Page extract:
Minnesota, however, needs Killebrew back for the series because his home run power is such that it can break any game wide open. Recently he has been taking batting practice and working out at third base, but the workouts still pain his elbow slightly. Manager Sam Mele can only wait for Killebrew to say when he is ready to play and hopes it is by September 21, when the Twins meet Baltimore. This would give Harmon 10 playing days before the Series begins.

Though injured, Killebrew may have helped the Twins by introducing them to a new kind of bat called Oregon Slammers. The Slammers are brown and, from the stands, look almost like soft-ball bats. They are made of hard Oregon maple, and the Twins have found it virtually impossible to break them. Handles are reinforced with fiber glass and a chemical is used to form a corklike grip.

Since most players do not like to change bats during the middle of a season—particularly a season as good as the Twins are having—very few Slammers have been used. Pitcher Jim Kaat tried one out two weeks ago. He got five hits in 10 at bats, including a 400-foot double. "That was the hardest I have ever hit a ball in my life," Kaat says. The Slammers are perfectly legal. Killebrew, who owns 7½% of the company that makes them, says, "These hard bats just might be the answer to everything."

Study questions:
[1] Rewrite the paragraph of the Killebrew article that begins "Though injured, Killebrew may have helped" as a short bulleted list, keeping its main facts.
[2] In the Killebrew article, what date does Manager Sam Mele hope Killebrew will be ready to play by?

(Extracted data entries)
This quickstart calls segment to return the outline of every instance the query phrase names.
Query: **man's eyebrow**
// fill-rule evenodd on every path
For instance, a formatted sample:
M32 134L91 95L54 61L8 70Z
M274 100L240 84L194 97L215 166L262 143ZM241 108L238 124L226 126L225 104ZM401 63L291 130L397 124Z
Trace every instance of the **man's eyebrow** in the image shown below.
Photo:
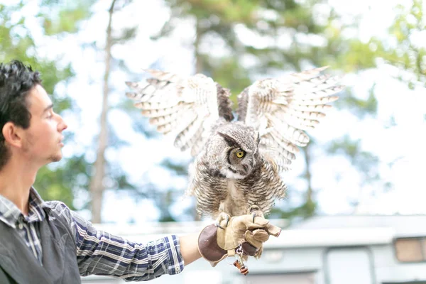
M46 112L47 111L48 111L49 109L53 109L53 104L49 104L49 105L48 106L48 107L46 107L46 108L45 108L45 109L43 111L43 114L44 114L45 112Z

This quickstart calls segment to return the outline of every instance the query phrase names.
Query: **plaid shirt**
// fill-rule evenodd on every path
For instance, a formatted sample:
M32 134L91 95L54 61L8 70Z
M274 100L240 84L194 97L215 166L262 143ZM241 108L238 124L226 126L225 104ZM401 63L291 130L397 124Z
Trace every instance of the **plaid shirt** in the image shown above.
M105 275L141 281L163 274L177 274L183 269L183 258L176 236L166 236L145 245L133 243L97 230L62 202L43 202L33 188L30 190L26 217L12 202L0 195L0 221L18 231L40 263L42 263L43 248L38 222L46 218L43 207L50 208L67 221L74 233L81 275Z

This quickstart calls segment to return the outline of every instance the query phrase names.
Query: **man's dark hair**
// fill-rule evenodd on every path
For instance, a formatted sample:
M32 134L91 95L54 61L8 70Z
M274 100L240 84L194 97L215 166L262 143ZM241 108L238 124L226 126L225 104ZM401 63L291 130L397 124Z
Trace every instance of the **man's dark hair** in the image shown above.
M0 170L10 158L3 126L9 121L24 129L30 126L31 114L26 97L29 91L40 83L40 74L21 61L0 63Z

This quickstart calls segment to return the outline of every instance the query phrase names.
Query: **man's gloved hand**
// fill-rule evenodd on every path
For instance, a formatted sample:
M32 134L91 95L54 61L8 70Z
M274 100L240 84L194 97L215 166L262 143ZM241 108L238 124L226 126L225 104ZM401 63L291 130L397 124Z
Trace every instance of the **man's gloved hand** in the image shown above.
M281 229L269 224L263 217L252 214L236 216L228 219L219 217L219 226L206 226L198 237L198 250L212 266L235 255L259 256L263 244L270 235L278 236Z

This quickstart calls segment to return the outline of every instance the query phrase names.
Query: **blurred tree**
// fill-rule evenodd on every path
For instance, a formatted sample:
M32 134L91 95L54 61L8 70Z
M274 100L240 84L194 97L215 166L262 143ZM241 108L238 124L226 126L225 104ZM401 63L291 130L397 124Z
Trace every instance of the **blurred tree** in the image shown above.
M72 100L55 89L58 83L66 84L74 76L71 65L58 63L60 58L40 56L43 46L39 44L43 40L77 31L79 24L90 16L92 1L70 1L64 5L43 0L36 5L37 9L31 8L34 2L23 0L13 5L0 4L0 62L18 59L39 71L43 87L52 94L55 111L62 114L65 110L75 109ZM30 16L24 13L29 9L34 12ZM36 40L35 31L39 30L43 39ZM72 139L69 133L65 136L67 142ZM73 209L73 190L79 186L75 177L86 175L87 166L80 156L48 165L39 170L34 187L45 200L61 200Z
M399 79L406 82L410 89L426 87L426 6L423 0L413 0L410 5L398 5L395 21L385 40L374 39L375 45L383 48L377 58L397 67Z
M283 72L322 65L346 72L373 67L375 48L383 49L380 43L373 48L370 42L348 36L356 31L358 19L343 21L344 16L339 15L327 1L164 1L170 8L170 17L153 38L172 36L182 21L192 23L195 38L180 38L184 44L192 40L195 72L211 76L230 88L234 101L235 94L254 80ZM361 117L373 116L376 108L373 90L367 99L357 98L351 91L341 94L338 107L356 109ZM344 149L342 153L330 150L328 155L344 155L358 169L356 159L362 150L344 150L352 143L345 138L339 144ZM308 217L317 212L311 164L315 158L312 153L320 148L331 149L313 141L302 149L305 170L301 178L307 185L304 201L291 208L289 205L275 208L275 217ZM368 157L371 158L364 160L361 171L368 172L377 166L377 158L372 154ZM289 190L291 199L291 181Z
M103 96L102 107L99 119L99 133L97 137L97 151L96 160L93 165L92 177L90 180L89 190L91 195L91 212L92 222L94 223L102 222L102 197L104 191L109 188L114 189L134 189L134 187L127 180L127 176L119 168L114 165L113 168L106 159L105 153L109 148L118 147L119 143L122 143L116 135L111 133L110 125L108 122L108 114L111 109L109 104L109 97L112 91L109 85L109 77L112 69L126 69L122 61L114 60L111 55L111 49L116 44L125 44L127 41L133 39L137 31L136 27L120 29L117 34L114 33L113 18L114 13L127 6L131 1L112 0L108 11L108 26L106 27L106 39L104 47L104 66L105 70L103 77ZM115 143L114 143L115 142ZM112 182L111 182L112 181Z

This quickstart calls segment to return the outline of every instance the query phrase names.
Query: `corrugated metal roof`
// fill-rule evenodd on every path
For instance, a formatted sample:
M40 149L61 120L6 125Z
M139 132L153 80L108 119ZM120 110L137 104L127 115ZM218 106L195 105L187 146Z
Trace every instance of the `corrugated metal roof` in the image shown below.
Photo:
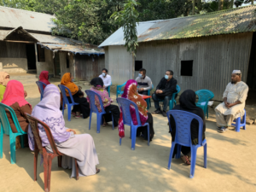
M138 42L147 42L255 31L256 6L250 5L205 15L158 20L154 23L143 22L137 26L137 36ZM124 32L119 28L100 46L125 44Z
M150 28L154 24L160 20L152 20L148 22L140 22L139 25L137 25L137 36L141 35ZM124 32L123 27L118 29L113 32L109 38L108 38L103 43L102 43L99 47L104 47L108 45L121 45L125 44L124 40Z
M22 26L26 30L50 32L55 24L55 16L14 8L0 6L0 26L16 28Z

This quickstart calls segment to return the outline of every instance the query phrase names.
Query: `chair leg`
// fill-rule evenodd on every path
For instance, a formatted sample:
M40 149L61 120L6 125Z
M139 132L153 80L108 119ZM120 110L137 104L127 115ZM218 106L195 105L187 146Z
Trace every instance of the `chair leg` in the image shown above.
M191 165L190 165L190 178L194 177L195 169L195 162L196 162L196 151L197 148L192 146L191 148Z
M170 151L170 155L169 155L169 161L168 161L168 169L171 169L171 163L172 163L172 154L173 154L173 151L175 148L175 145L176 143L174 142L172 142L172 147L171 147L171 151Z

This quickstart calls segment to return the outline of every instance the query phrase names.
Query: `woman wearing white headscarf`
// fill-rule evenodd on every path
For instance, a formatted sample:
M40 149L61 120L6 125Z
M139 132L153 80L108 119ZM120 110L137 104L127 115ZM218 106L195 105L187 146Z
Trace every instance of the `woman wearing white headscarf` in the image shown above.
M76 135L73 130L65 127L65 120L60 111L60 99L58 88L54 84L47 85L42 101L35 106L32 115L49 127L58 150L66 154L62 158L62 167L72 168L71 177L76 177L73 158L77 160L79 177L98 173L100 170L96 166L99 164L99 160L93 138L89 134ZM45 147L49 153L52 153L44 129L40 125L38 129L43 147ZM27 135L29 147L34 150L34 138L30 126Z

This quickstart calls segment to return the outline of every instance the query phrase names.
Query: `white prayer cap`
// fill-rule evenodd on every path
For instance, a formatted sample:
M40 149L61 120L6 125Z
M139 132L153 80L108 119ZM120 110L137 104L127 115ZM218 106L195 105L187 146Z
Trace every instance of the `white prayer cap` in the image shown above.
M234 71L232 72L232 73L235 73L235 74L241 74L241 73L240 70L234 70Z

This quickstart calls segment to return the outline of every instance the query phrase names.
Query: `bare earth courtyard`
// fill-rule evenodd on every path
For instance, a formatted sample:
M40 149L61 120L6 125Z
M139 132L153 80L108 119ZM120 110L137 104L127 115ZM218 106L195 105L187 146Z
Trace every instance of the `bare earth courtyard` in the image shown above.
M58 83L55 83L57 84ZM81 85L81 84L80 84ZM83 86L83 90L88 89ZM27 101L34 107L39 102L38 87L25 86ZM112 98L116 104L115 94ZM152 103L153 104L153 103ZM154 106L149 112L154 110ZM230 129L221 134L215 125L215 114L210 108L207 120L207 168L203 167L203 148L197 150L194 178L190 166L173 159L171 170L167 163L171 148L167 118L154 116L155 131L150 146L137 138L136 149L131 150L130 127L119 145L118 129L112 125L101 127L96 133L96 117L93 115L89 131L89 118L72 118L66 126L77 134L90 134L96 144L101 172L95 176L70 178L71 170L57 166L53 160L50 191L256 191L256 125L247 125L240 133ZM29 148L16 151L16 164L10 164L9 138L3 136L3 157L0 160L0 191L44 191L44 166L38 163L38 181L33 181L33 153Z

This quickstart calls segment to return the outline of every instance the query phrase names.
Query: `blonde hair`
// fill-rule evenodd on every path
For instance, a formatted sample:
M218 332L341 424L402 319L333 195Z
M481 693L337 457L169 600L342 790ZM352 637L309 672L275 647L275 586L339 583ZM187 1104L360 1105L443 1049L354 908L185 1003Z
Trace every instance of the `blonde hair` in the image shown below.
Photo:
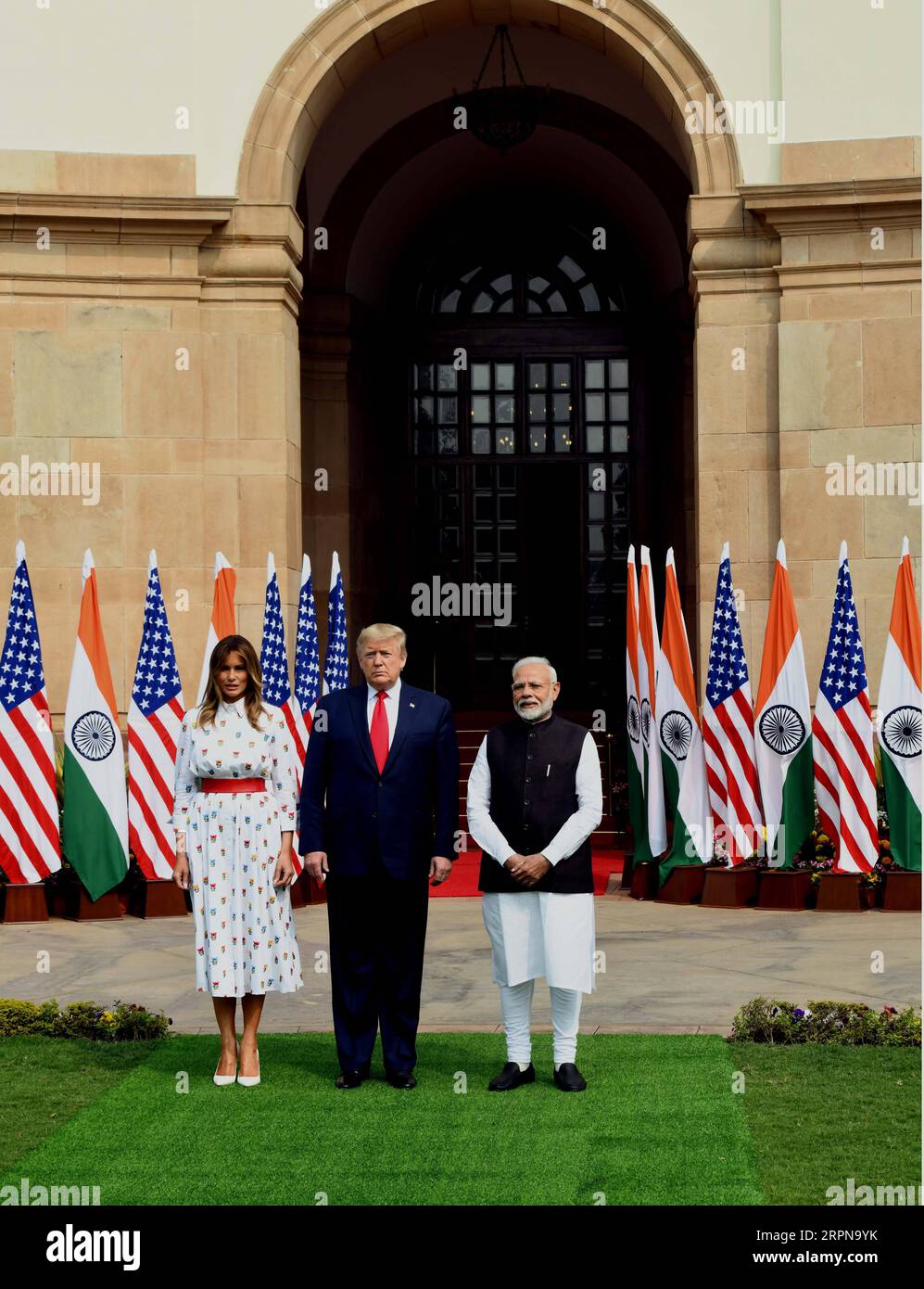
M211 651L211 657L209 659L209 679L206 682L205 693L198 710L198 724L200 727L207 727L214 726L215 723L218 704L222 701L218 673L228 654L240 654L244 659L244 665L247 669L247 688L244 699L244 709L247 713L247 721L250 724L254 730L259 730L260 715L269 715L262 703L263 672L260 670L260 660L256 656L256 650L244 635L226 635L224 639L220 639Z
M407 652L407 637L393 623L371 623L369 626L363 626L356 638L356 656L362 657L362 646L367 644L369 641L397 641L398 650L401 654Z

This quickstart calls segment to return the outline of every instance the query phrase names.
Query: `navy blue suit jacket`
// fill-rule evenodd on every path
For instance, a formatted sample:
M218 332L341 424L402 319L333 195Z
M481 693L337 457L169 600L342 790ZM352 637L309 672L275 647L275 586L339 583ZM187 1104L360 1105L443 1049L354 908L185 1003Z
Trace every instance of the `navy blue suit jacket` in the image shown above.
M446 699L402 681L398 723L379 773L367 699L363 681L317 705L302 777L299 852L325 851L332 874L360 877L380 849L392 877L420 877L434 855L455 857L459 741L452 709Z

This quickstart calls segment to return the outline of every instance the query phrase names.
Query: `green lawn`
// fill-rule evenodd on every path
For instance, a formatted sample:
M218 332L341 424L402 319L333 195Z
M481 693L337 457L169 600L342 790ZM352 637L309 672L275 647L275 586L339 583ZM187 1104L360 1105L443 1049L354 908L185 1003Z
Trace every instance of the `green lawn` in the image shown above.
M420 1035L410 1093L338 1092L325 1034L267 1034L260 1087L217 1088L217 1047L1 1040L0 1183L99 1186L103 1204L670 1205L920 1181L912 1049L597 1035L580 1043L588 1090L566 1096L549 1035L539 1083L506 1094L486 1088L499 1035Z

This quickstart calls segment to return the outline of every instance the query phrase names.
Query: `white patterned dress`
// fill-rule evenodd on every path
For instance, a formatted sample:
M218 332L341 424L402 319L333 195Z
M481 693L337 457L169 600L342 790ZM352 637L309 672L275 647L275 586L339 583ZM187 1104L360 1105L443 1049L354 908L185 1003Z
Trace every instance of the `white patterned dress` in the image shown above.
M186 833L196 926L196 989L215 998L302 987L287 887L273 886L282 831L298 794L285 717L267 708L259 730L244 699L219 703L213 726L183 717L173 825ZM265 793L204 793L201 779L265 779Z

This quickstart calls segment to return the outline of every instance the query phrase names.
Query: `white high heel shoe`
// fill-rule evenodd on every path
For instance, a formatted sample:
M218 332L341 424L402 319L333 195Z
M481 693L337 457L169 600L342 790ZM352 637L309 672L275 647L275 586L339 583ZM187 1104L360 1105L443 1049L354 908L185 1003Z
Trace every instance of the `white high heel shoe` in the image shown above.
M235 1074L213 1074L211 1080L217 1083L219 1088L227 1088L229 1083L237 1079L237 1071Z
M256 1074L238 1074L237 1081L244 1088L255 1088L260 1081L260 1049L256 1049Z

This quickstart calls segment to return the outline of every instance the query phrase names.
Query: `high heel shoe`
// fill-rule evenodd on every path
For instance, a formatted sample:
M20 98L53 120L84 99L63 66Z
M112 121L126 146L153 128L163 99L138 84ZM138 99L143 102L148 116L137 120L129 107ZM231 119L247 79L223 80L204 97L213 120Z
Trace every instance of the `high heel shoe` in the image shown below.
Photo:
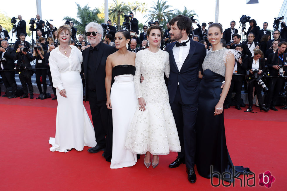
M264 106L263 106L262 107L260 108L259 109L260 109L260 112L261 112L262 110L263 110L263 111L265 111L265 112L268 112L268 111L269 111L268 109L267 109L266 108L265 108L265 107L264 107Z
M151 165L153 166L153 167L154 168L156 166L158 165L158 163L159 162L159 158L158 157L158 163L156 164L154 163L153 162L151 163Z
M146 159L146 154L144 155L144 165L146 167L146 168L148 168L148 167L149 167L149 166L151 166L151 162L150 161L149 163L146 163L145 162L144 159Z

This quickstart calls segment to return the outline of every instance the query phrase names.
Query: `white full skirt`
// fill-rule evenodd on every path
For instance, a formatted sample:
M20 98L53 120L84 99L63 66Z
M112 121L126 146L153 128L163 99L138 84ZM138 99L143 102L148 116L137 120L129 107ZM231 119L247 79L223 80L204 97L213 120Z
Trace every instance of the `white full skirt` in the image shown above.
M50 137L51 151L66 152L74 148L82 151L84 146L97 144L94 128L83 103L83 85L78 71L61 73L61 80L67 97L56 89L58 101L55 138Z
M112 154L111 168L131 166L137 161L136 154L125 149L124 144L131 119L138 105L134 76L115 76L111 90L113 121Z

Task responses:
[1]
- Killebrew, though injured, introduced the Twins to a new bat called the Oregon Slammer.
- Slammers are brown and look almost like soft-ball bats from the stands.
- They are made of hard Oregon maple, and the Twins have found them virtually impossible to break.
- Their handles are reinforced with fiber glass, and a chemical forms a corklike grip.

[2] September 21, when the Twins meet Baltimore.